Records taken from a collection
++++++++
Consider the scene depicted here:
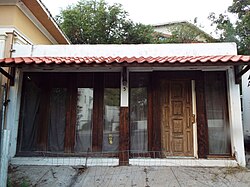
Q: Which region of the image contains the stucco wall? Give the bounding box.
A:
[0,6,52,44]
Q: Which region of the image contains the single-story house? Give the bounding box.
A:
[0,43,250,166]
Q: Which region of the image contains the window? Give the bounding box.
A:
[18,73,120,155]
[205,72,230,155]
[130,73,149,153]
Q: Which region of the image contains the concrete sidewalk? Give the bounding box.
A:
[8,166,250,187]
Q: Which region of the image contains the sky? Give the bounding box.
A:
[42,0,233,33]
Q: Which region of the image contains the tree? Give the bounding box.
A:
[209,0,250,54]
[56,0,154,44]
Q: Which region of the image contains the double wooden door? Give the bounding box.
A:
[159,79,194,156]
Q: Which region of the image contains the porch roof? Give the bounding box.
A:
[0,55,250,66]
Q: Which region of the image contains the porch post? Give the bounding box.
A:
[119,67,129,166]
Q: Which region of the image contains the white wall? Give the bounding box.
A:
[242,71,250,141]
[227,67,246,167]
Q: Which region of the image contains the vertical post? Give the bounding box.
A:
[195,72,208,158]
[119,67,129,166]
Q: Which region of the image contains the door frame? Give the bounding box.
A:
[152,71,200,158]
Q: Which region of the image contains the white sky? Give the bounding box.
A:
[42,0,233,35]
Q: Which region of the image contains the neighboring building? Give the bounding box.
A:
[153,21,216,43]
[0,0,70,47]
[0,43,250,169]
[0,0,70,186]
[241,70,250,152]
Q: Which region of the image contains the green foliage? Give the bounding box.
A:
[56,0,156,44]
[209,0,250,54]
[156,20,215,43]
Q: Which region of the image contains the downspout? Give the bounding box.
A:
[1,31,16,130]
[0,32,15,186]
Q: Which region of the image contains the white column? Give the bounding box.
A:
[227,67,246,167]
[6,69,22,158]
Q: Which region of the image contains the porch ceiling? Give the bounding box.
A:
++++++++
THE REQUEST: Format the records, from the start through the line holding "[156,20,215,43]" (inclusive), as a JSON list of strings, one per line, with blank lines dropped. Leave the pictures out.

TASK RESPONSE:
[
  "Consider the scene depicted here:",
  "Q: Which region of the image contains the stucco wall? Give the bounding box.",
  "A:",
  "[0,6,52,44]",
  "Q: Which region of the image contains the single-story house? Give the bounding box.",
  "A:",
  "[0,43,250,166]",
  "Q: Which region of the image contains the window? Give the bounding box.",
  "A:",
  "[18,73,120,155]",
  "[205,72,230,155]",
  "[130,73,149,153]",
  "Q: Which region of the image contains the concrete sidewalk? Give the bounding box.",
  "A:",
  "[8,166,250,187]",
  "Q: Which region of the image contains the sky? Give the bounding box.",
  "A:",
  "[42,0,233,33]",
  "Q: Which region of the image contains the tree? Give the bounding box.",
  "A:",
  "[209,0,250,54]",
  "[56,0,154,44]",
  "Q: Which region of the image contains the double wooden door? Give the bounding box.",
  "A:",
  "[159,79,194,156]",
  "Q: Which region of the image contains the porch roof? Give the bounding box.",
  "A:",
  "[0,55,250,66]",
  "Q: Which region of the image contains the porch post? Give the bounding box.",
  "A:",
  "[119,67,129,166]",
  "Q: Which region of the image contains the white wall? Give the bounding box.",
  "A:",
  "[242,71,250,141]",
  "[227,67,246,167]",
  "Q: Which region of the image contains the vertical post? Give the bounding box.",
  "A:",
  "[195,72,208,158]",
  "[119,67,129,166]",
  "Q: Which region of the image contains the door frame? Give the bounding box.",
  "A:",
  "[152,71,200,158]",
  "Q: Which region of the image contains the white sky? Give the bounding box.",
  "A:",
  "[42,0,233,35]",
  "Q: Which region of the image contains the neighboring building? Give the bounding box.",
  "A:",
  "[153,21,216,43]",
  "[0,0,70,47]",
  "[0,43,250,169]",
  "[0,0,70,186]",
  "[241,70,250,152]",
  "Q: Which region of the image contains the green foliage? Give the bounding box.",
  "A:",
  "[56,0,156,44]",
  "[209,0,250,54]",
  "[156,20,215,43]"
]